> _Records shown_
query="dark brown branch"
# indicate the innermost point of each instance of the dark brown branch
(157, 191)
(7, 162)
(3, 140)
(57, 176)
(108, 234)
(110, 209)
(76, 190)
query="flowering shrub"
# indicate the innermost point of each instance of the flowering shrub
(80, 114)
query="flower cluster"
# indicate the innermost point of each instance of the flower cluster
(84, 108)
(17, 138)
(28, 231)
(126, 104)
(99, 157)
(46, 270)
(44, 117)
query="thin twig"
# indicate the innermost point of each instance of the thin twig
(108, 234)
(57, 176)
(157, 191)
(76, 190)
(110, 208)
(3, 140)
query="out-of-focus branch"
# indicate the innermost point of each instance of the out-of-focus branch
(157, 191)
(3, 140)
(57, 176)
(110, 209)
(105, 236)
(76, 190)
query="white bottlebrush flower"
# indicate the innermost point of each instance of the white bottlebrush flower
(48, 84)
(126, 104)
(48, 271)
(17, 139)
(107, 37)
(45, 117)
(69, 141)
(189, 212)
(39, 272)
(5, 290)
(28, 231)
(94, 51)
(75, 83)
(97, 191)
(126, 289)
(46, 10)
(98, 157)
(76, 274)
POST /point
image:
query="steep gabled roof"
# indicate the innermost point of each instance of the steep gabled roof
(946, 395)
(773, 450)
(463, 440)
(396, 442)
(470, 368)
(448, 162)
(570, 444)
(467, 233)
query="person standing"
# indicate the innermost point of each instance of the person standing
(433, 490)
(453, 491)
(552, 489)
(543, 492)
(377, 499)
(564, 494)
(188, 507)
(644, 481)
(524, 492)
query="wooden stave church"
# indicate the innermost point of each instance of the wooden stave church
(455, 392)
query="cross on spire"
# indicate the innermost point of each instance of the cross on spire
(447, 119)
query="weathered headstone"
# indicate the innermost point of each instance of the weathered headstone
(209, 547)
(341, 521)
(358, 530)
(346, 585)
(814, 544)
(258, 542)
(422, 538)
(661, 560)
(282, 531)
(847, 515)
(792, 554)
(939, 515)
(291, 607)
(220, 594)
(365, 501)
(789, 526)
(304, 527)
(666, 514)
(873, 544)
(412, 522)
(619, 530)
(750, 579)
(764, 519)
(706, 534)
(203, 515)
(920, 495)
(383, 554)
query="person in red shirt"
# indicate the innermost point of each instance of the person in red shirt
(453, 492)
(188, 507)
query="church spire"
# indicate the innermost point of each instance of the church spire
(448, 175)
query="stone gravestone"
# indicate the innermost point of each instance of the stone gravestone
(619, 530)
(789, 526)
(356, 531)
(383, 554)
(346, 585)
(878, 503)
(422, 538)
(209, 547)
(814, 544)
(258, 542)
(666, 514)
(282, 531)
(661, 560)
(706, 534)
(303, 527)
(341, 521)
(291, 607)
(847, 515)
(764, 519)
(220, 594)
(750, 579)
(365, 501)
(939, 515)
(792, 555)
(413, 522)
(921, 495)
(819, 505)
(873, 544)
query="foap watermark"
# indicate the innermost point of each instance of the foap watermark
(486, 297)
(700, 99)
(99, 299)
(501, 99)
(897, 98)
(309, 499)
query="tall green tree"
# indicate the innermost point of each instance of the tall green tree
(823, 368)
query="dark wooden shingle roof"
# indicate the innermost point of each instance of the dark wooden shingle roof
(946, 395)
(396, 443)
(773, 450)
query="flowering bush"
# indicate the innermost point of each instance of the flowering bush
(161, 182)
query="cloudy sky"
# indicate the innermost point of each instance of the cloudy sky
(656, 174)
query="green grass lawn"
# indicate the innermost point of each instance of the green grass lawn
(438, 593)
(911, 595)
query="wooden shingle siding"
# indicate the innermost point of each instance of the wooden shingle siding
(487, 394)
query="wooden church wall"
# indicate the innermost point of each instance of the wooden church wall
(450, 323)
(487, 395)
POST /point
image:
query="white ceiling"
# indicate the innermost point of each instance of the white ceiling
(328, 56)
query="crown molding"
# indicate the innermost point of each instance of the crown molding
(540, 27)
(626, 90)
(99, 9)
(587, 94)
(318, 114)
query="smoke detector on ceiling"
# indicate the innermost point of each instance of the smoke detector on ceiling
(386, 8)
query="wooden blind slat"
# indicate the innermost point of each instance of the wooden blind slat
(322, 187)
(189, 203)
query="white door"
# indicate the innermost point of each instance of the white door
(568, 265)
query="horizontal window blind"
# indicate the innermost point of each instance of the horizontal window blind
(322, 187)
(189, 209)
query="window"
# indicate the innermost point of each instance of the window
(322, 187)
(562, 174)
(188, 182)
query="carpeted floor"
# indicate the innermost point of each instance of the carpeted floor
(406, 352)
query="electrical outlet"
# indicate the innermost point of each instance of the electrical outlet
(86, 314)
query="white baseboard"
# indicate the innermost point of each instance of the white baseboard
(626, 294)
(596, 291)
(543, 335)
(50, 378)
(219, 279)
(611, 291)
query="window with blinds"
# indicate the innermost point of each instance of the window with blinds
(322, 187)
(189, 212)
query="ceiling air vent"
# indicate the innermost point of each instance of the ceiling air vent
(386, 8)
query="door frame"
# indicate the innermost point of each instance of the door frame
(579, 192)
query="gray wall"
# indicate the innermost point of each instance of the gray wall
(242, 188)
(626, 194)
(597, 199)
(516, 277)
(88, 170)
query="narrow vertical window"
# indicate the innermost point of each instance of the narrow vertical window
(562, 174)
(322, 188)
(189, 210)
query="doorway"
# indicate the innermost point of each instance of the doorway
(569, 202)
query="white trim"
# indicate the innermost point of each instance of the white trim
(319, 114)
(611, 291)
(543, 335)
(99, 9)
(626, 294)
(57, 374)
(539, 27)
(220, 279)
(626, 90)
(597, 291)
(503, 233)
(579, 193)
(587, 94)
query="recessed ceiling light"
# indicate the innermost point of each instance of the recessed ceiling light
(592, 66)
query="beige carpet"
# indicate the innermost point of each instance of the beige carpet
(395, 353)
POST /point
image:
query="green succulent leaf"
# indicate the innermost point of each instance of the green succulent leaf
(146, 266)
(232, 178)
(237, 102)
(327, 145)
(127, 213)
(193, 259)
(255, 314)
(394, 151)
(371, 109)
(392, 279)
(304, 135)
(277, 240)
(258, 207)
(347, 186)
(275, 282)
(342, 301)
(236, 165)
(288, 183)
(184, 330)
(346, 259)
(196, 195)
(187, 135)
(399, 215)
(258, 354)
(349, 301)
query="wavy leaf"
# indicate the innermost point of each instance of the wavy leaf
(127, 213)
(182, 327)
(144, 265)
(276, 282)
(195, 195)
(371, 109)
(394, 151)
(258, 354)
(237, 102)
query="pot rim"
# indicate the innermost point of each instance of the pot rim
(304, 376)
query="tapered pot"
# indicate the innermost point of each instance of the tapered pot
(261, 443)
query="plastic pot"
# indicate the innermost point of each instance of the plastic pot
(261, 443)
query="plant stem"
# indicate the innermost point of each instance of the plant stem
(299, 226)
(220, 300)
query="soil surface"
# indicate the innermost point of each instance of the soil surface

> _Directions for this task_
Please output every record, keeping each line exact.

> _Answer section_
query="dark brown branch"
# indicate the innermost point of each instance of the dark brown branch
(157, 191)
(7, 162)
(3, 140)
(57, 176)
(108, 234)
(110, 209)
(76, 190)
query="flowering shrub"
# indicate the innermost point of each instance of the flowering shrub
(80, 114)
query="flower cluster"
# indicate the innermost point of each instance of the flower cluster
(84, 108)
(17, 138)
(28, 231)
(126, 104)
(99, 157)
(46, 270)
(44, 117)
query="thin twig"
# indicate the innermost point of each instance of the thin twig
(108, 234)
(57, 176)
(157, 191)
(76, 190)
(110, 208)
(3, 140)
query="out-of-focus branch"
# indicate the innermost point of each instance of the out-of-focus branch
(157, 191)
(3, 140)
(57, 176)
(110, 209)
(105, 236)
(76, 190)
query="white bottlebrush flower"
# indicate the innermost point of each instance of the white bottlebrush flower
(48, 84)
(126, 104)
(48, 271)
(17, 139)
(107, 37)
(45, 117)
(69, 141)
(189, 212)
(39, 272)
(5, 290)
(28, 231)
(94, 51)
(75, 83)
(97, 191)
(126, 289)
(46, 10)
(98, 157)
(76, 274)
POST /point
image:
query="steep gabled roof"
# indicate the innermost point of each instance of the steep gabled roof
(946, 395)
(773, 450)
(463, 440)
(396, 442)
(470, 368)
(448, 162)
(570, 444)
(467, 233)
query="person standing"
# indicate the innermost point of each instance of the person standing
(433, 490)
(453, 491)
(552, 489)
(543, 492)
(377, 499)
(564, 494)
(188, 507)
(644, 481)
(524, 492)
query="wooden stave church"
# indicate the innermost point of each instance of the wooden stave church
(455, 392)
query="cross on spire"
# indicate the innermost point of each instance of the cross on spire
(447, 119)
query="weathered headstone"
# indicate the innermost point of each instance of the weathered headstone
(209, 547)
(341, 521)
(358, 530)
(346, 585)
(814, 544)
(258, 542)
(422, 538)
(661, 560)
(282, 531)
(847, 515)
(792, 554)
(939, 515)
(291, 607)
(220, 594)
(365, 501)
(789, 526)
(304, 527)
(666, 514)
(873, 544)
(412, 522)
(619, 530)
(750, 579)
(764, 519)
(706, 534)
(203, 515)
(920, 495)
(383, 554)
query="person in red shirt"
# indicate the innermost point of each instance of the person in red shirt
(453, 492)
(188, 507)
query="church spire"
# indicate the innermost point of each instance of the church spire
(448, 175)
query="stone gravestone"
# indicate the innermost point of each instance of the stone gravestone
(619, 530)
(789, 526)
(356, 531)
(383, 554)
(346, 585)
(878, 503)
(422, 538)
(209, 547)
(814, 544)
(258, 542)
(666, 514)
(282, 531)
(661, 560)
(706, 534)
(303, 527)
(341, 521)
(291, 607)
(847, 515)
(764, 519)
(220, 594)
(750, 579)
(365, 501)
(939, 515)
(792, 555)
(413, 522)
(921, 495)
(819, 505)
(873, 544)
query="foap watermark"
# indicate the innermost point of each instance of the foap watermark
(486, 297)
(700, 99)
(99, 299)
(501, 99)
(897, 98)
(309, 499)
query="tall green tree"
# indicate the innermost point of each instance of the tall green tree
(823, 368)
query="dark wooden shingle roof"
# indicate the innermost point of each instance of the dark wooden shingle roof
(946, 395)
(396, 443)
(773, 450)
query="flowering bush"
# indicate the innermost point of each instance of the flowering bush
(161, 182)
query="cloudy sky"
# indicate the innermost point of each instance of the cloudy sky
(656, 174)
query="green grass lawn"
# indicate the innermost point of each instance of the green grass lawn
(438, 593)
(911, 595)
query="wooden shingle siding"
# indicate the innermost point of each instance of the wooden shingle siding
(487, 394)
query="wooden church wall"
# indicate the innermost point of each instance of the wooden church wall
(450, 323)
(487, 395)
POST /point
image:
query="white ceiling"
# indicate the innermost point of each instance of the white ceiling
(328, 56)
query="crown molding"
# indicate the innermost point of each instance of the crown molding
(540, 27)
(626, 90)
(99, 9)
(587, 94)
(318, 114)
query="smoke detector on ceiling"
# indicate the innermost point of each instance of the smoke detector on ceiling
(386, 8)
query="wooden blind slat"
# indicate the innermost point of each instance of the wooden blind slat
(322, 187)
(189, 203)
query="white door"
# indicate the innermost point of each instance of the white door
(568, 265)
query="horizontal window blind"
# indicate the innermost point of each instance of the horizontal window blind
(322, 187)
(189, 209)
query="window"
# indicate the innermost point of each instance of the window
(322, 187)
(562, 174)
(188, 182)
query="carpeted floor"
# indicate the innermost point of each instance of the carpeted floor
(406, 352)
query="electrical outlet"
# indicate the innermost point of each instance of the electrical outlet
(86, 314)
query="white baseboard"
# indicate the innermost point of each instance of the white baseboard
(626, 294)
(596, 291)
(543, 335)
(50, 378)
(219, 279)
(611, 291)
query="window with blinds"
# indicate the innermost point of each instance of the window with blinds
(322, 187)
(189, 212)
query="ceiling air vent"
# indicate the innermost point of each instance of the ceiling air vent
(386, 8)
query="door frame"
# indicate the innermost point of each instance of the door frame
(579, 192)
query="gray wall"
# indicate the innermost point of each instance of the gray wall
(242, 188)
(626, 194)
(597, 199)
(516, 277)
(88, 170)
query="narrow vertical window"
# indicate the innermost point of each instance of the narrow vertical window
(562, 174)
(322, 188)
(189, 210)
query="doorway"
# indicate the innermost point of each instance of the doorway
(569, 202)
query="white trim"
# indicate the innermost point of each instance of the white trim
(319, 114)
(611, 291)
(543, 335)
(99, 9)
(626, 294)
(57, 374)
(539, 27)
(220, 279)
(626, 90)
(597, 291)
(503, 233)
(579, 193)
(587, 94)
query="recessed ceiling light"
# indicate the innermost point of each instance of the recessed ceiling light
(592, 66)
query="beige carpet"
# indicate the innermost point of each instance of the beige carpet
(395, 353)
POST /point
image:
query="green succulent leaf"
# indicate the innermost point of each instance of the green succulent leaf
(146, 266)
(232, 178)
(237, 102)
(327, 145)
(127, 213)
(193, 259)
(255, 314)
(394, 151)
(371, 109)
(392, 279)
(304, 135)
(277, 240)
(258, 207)
(347, 186)
(275, 282)
(342, 301)
(236, 165)
(288, 183)
(184, 330)
(346, 259)
(196, 195)
(187, 135)
(399, 215)
(258, 354)
(349, 301)
query="wavy leaf"
# indicate the innermost point of each instance of the wavy leaf
(127, 213)
(182, 327)
(144, 265)
(276, 282)
(195, 195)
(371, 109)
(394, 151)
(258, 354)
(237, 102)
query="pot rim"
# indicate the innermost point of each instance of the pot rim
(304, 376)
query="tapered pot"
# indicate the innermost point of each instance of the tapered pot
(261, 443)
query="plastic pot"
# indicate the innermost point of each instance of the plastic pot
(261, 443)
query="plant stem"
# indicate the innermost point of each instance of the plant stem
(299, 226)
(220, 300)
query="soil surface"
# indicate the innermost point of each instance of the soil surface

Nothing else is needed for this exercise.